**** RECORDED DATA ****

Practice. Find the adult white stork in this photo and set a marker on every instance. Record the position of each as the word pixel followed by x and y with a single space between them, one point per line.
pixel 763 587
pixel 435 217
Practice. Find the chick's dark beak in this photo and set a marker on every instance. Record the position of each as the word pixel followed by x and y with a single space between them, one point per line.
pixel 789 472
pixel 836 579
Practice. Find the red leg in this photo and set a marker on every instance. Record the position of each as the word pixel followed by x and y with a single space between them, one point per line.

****
**** RECORDED DATA ****

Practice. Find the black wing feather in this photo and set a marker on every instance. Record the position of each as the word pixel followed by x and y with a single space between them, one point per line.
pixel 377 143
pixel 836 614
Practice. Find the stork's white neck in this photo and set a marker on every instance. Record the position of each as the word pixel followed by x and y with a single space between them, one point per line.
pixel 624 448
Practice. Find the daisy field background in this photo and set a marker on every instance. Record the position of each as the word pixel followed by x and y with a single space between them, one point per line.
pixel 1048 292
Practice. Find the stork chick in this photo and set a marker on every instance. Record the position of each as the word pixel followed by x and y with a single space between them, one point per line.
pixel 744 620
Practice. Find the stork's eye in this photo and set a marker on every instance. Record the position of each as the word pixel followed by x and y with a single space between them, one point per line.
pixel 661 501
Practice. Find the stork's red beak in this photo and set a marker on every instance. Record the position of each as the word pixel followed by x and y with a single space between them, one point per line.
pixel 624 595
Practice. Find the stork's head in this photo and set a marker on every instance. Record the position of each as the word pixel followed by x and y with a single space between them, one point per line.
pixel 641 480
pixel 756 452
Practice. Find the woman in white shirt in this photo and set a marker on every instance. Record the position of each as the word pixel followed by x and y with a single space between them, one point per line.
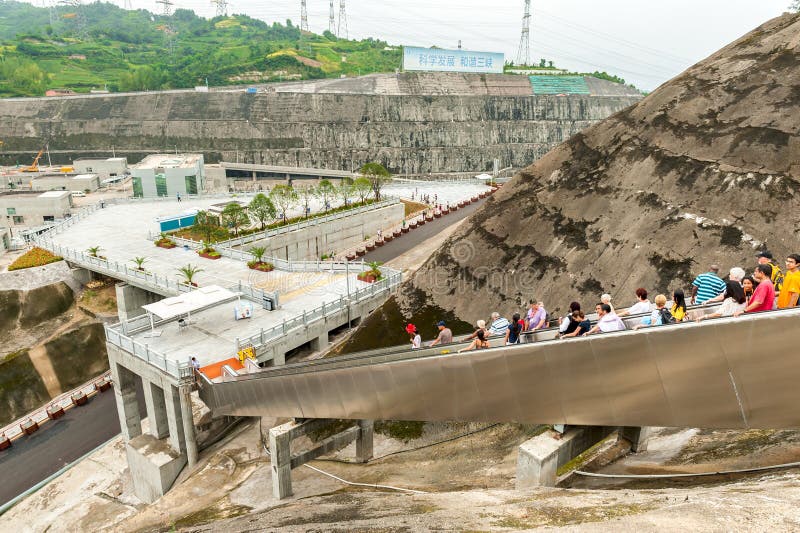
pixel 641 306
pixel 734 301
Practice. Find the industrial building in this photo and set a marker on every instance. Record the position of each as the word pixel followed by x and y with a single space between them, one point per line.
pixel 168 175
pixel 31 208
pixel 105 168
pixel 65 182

****

- _TASK TO CARRY OUT_: Update the lines starting at the one containing "Practice. Find the adult" and ending at the one containing "Practice. Find the red" by replacing "marker" with "pin". Leave everything else unchanged.

- _REPLY_:
Practice. Find the adult white stork in this photo and set a pin on every instance. Record the position of each as the word pixel followed by x and y with a single space between them, one point per line.
pixel 763 587
pixel 435 217
Practice. Find the chick's dark beak in this photo and set a pin on every instance. Record the position of each as the word pixel followed by x and y with a single space between them, one point per line.
pixel 789 472
pixel 836 579
Practice. Find the red leg in this photo and set a pin on every instance. Record the position of each as the word pixel followed by x and y with a single space between them, one point per line.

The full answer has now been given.